**Your goal**
Can you lay out the data below as a Markdown table with two columns, Row and Line, numbering each line and skipping any blank lines?

**Supplied material**
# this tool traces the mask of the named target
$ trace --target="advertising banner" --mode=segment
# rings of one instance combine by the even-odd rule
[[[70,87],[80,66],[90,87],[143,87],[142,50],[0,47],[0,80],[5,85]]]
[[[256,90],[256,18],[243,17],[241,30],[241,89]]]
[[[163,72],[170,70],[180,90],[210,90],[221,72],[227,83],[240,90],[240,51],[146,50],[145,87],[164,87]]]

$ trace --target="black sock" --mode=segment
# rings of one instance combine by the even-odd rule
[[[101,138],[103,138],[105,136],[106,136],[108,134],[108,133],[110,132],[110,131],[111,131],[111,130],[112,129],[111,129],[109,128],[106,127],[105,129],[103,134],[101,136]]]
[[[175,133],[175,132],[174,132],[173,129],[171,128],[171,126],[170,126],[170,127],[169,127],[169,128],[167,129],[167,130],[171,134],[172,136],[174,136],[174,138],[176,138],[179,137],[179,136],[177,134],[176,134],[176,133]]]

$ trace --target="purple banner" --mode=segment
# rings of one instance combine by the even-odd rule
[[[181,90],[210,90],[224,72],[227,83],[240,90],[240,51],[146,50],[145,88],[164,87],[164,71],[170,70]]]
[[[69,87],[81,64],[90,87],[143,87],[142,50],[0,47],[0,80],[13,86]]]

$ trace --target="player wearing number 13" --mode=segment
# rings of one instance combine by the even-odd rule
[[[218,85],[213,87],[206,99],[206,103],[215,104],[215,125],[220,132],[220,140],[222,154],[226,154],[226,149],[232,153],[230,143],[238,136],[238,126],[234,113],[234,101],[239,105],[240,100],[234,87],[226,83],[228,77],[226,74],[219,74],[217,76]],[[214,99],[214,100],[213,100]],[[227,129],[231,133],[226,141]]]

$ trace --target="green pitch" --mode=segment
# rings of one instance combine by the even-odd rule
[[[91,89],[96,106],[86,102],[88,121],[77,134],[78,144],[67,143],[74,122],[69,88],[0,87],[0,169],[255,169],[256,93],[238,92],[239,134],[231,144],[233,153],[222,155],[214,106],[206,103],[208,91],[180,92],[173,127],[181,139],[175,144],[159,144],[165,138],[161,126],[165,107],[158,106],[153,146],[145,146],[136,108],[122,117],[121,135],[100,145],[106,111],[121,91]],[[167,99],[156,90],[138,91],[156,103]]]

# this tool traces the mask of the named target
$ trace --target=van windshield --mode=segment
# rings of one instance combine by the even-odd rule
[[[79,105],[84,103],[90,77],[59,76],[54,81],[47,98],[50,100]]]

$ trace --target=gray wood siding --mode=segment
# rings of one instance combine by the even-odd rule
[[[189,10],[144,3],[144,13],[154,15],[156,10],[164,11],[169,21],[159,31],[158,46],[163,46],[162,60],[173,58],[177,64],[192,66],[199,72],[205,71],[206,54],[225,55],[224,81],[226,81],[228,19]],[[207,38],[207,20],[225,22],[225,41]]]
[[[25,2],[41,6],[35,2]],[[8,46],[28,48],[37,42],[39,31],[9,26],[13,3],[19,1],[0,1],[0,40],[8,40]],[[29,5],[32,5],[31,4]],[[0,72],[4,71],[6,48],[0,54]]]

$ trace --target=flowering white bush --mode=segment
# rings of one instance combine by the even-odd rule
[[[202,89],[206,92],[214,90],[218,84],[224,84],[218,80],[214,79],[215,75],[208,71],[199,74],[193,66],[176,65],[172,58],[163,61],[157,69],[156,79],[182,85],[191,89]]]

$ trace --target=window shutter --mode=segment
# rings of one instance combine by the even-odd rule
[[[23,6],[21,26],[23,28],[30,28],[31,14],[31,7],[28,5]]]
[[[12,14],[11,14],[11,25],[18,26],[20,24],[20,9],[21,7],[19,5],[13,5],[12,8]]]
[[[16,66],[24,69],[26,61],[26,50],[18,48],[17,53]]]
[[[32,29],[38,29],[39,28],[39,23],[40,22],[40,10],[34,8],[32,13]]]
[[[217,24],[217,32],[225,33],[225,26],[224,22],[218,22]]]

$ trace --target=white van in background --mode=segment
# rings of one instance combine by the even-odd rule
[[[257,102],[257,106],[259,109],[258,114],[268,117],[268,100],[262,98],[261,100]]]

**Expected answer**
| Row | Line |
|---|---|
| 1 | # this tool traces the mask of the named target |
| 2 | $ trace --target="advertising banner" --mode=segment |
| 3 | # rings of one instance combine by the even-odd rule |
| 4 | [[[70,87],[80,66],[90,87],[143,87],[142,50],[0,47],[0,80],[5,85]]] |
| 5 | [[[256,90],[256,18],[243,17],[241,30],[241,89]]] |
| 6 | [[[163,72],[170,70],[180,90],[210,90],[221,72],[227,83],[240,90],[240,51],[146,50],[145,87],[164,87]]] |
| 7 | $ trace --target="black sock" --mode=segment |
| 8 | # rings of one instance combine by the even-odd rule |
| 9 | [[[101,138],[103,138],[105,136],[106,136],[108,134],[108,133],[110,132],[110,131],[111,131],[111,130],[112,129],[111,129],[109,128],[106,127],[105,129],[103,134],[101,136]]] |
| 10 | [[[175,133],[175,132],[174,132],[173,129],[171,128],[171,126],[170,126],[170,127],[169,127],[169,128],[167,129],[167,130],[171,134],[172,136],[174,136],[174,138],[176,138],[179,137],[179,136],[177,134],[176,134],[176,133]]] |
| 11 | $ trace --target="purple banner" --mode=segment |
| 12 | # rings of one instance combine by the even-odd rule |
| 13 | [[[181,90],[210,90],[224,72],[227,83],[240,90],[240,51],[146,50],[145,88],[164,87],[164,71],[170,70]]] |
| 14 | [[[69,87],[81,64],[90,87],[143,87],[142,50],[0,47],[0,80],[13,86]]] |
| 15 | $ trace --target="player wearing number 13" --mode=segment |
| 16 | # rings of one instance combine by the even-odd rule |
| 17 | [[[218,85],[213,87],[206,99],[206,103],[215,104],[215,125],[220,132],[220,140],[222,154],[226,154],[226,149],[232,153],[230,143],[238,136],[238,126],[234,113],[234,101],[239,105],[240,100],[234,87],[226,83],[228,77],[226,74],[219,74],[217,76]],[[214,99],[214,100],[213,100]],[[227,129],[231,133],[226,141]]] |
| 18 | $ trace --target="green pitch" --mode=segment |
| 19 | # rings of one instance combine by the even-odd rule |
| 20 | [[[91,89],[96,106],[86,102],[88,121],[77,134],[78,144],[67,143],[74,122],[69,88],[0,87],[0,169],[255,169],[256,93],[238,92],[239,134],[231,144],[233,153],[222,155],[214,106],[206,103],[208,91],[180,92],[173,127],[181,139],[175,144],[159,144],[165,138],[161,126],[165,107],[158,106],[153,146],[145,146],[136,108],[122,117],[121,135],[100,145],[106,111],[121,91]],[[167,99],[156,90],[138,91],[156,103]]] |
| 21 | # this tool traces the mask of the named target |
| 22 | $ trace --target=van windshield --mode=segment |
| 23 | # rings of one instance combine by the even-odd rule |
| 24 | [[[79,105],[84,103],[90,77],[59,76],[54,81],[47,98],[50,100]]] |
| 25 | $ trace --target=gray wood siding --mode=segment |
| 26 | # rings of one instance combine by the even-odd rule |
| 27 | [[[189,10],[144,3],[144,13],[154,15],[156,10],[164,11],[169,21],[159,31],[158,46],[163,46],[162,60],[173,58],[177,64],[192,66],[199,72],[205,71],[206,54],[225,55],[224,81],[226,81],[228,19]],[[207,38],[207,20],[225,22],[225,41]]] |
| 28 | [[[25,2],[41,6],[35,2]],[[8,46],[28,48],[37,42],[39,31],[9,26],[13,3],[19,1],[0,1],[0,40],[8,40]],[[29,5],[32,5],[31,4]],[[0,72],[4,71],[6,48],[0,54]]] |
| 29 | $ trace --target=flowering white bush --mode=segment |
| 30 | # rings of one instance combine by the even-odd rule |
| 31 | [[[202,89],[206,92],[214,90],[218,84],[224,84],[218,80],[214,79],[215,75],[208,71],[199,74],[193,66],[176,65],[172,58],[163,61],[157,69],[156,79],[182,85],[191,89]]] |
| 32 | $ trace --target=window shutter --mode=segment |
| 33 | # rings of one instance combine by the even-odd rule |
| 34 | [[[23,6],[21,26],[23,28],[30,28],[31,14],[31,7],[28,5]]] |
| 35 | [[[12,14],[11,14],[11,25],[18,26],[20,24],[20,9],[21,7],[19,5],[13,5],[12,8]]] |
| 36 | [[[16,66],[24,69],[26,61],[26,50],[18,48],[17,53]]] |
| 37 | [[[32,29],[38,29],[39,28],[39,23],[40,22],[40,10],[34,8],[32,13]]] |
| 38 | [[[217,24],[217,32],[225,33],[225,26],[224,22],[218,22]]] |
| 39 | $ trace --target=white van in background --mode=segment |
| 40 | # rings of one instance combine by the even-odd rule |
| 41 | [[[257,102],[257,106],[259,109],[258,114],[268,117],[268,100],[262,98],[261,100]]] |